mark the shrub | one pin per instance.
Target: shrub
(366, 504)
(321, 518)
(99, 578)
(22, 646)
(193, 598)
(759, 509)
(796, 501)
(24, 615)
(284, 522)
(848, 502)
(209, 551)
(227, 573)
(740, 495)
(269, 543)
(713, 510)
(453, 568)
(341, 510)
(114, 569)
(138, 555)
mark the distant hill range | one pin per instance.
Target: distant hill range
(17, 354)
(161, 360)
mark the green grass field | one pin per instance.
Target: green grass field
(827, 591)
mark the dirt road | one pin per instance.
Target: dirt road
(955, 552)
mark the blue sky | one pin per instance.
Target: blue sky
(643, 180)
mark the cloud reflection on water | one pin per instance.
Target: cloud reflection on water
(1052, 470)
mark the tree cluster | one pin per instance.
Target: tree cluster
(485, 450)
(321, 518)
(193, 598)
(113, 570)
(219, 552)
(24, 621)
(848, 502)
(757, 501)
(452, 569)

____________________

Reproduce the entire listing above line for line, without altering a single character.

_RESULT OF THE EXERCISE_
mark the shrub | one pin per instance.
Target: shrub
(366, 504)
(321, 518)
(99, 578)
(22, 646)
(193, 598)
(759, 509)
(796, 501)
(24, 615)
(284, 522)
(848, 502)
(209, 551)
(227, 573)
(740, 495)
(269, 543)
(713, 510)
(453, 568)
(341, 510)
(114, 569)
(138, 555)
mark the distant hill range | one pin per instance.
Target: distant hill range
(17, 354)
(161, 360)
mark the green grass field | one pin per instance.
Target: green grass field
(827, 591)
mark the dirt road | one pin per instance.
Target: dirt road
(955, 552)
mark the blue sky | one pin per instance.
Target: blue sky
(643, 180)
mark the cloud reflection on water | one pin per instance.
Target: cloud reflection on water
(1052, 470)
mark the tree cluster | one pin per instance.
Target: tree cluster
(485, 450)
(321, 518)
(193, 598)
(113, 570)
(219, 552)
(24, 621)
(848, 502)
(757, 501)
(452, 569)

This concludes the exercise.